● Directive 1
Tally how many lines in the rows below contain the word "instance", and give only that number.

● Passage shown
········
When a delivery platform grows from handling millions to tens of millions of orders per day, peak traffic during lunch and dinner creates massive concurrent request loads—core query services can exceed 200,000 QPS, Redis clusters reach millions of QPS, and databases handle over 100,000 QPS and 20,000 TPS. The following sections summarise the author’s multi‑year experience in stabilising such high‑concurrency systems.

2. Infrastructure

Infrastructure forms the foundation of any high‑throughput system. A stable physical server pool, reliable IDC, and robust deployment model are essential, much like a pyramid’s base. Multi‑active (active‑active) deployments across different data centres distribute traffic, eliminate single‑point failures, and increase overall capacity.

Multi‑active setups can be intra‑city or inter‑city; examples include Alibaba’s unit‑based solution and Ele.me’s multi‑center architecture. By splitting traffic across N data centres, each centre handles only 1/N of the total load, effectively increasing system capacity.

3. Database

Databases are a bottleneck in high‑concurrency scenarios; the goal is to raise their capacity.

3.1 Read‑Write Separation

Most internet services are read‑heavy. A primary‑replica setup (1 master + multiple slaves) directs writes to the master and reads to the slaves, dramatically reducing load on the master. For example, with 10,000 QPS and 1,000 TPS, a 1‑master‑5‑slave configuration lets the master handle only 1,000 TPS while each slave serves about 2,000 QPS.

Advantages: simple implementation, minimal code changes. Drawbacks include master‑slave replication lag (milliseconds to seconds) and limited number of slaves, which restricts horizontal scaling. Moreover, read‑write separation cannot increase write TPS.

3.2 Sharding (Database Partitioning)

When read‑write separation is insufficient, sharding splits a single logical table into many physical tables across multiple databases. Sharding can be vertical (splitting by business domain, e.g., user vs. payment tables) or horizontal (splitting rows by a key such as user ID). Images illustrate vertical and horizontal splits.
········
● Directive 2
Reproduce the passage on high-concurrency systems above from "When a delivery" up to and including "increase overall capacity.", with "foundation" changed to "bedrock".

● Data for this task
········
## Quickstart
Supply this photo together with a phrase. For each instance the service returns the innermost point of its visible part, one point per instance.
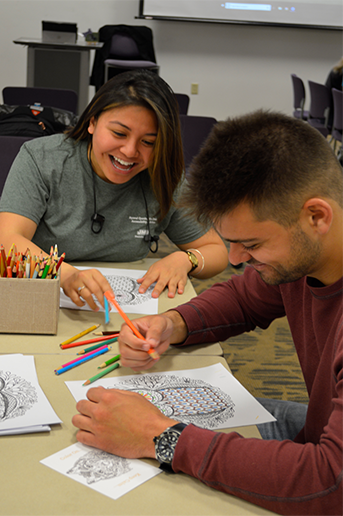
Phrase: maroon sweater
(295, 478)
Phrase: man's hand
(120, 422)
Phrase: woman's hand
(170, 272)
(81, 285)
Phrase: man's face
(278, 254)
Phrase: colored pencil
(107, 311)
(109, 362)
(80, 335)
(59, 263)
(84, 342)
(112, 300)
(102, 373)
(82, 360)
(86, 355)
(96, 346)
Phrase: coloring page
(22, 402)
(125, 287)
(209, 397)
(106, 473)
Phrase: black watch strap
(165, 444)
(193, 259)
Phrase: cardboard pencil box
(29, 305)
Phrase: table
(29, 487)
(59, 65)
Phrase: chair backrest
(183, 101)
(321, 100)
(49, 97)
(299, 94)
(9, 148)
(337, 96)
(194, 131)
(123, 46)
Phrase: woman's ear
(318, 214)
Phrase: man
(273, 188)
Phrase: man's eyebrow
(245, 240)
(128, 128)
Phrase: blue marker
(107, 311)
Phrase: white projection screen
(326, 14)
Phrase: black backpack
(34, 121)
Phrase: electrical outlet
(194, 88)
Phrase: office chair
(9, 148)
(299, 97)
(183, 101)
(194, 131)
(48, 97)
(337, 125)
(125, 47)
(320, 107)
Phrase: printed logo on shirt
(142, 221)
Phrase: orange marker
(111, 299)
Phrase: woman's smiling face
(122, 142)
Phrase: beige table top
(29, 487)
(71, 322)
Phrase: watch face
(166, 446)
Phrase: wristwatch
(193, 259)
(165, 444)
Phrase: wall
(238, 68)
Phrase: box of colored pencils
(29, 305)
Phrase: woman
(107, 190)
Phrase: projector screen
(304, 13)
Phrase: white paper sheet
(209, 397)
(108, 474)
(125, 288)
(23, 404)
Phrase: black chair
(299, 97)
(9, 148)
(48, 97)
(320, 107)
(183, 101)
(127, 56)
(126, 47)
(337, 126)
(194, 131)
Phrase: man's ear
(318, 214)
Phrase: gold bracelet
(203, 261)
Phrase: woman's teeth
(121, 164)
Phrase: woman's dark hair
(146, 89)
········
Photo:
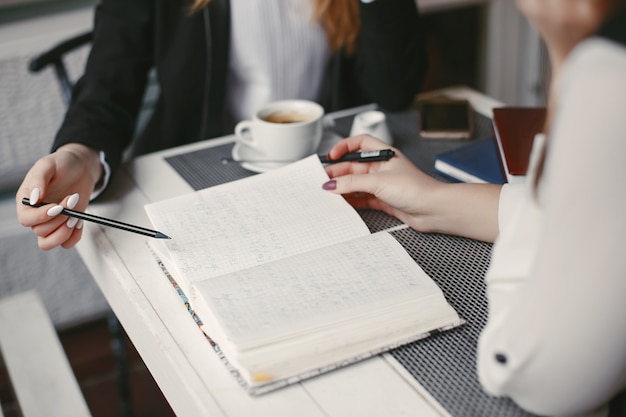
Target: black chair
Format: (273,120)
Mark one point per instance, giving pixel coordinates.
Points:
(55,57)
········
● Response 1
2

● Response 2
When a delivery platform grows from handling millions to tens of millions of orders per day, peak traffic during lunch and dinner creates massive concurrent request loads—core query services can exceed 200,000 QPS, Redis clusters reach millions of QPS, and databases handle over 100,000 QPS and 20,000 TPS. The following sections summarise the author’s multi‑year experience in stabilising such high‑concurrency systems.

2. Infrastructure

Infrastructure forms the bedrock of any high‑throughput system. A stable physical server pool, reliable IDC, and robust deployment model are essential, much like a pyramid’s base. Multi‑active (active‑active) deployments across different data centres distribute traffic, eliminate single‑point failures, and increase overall capacity.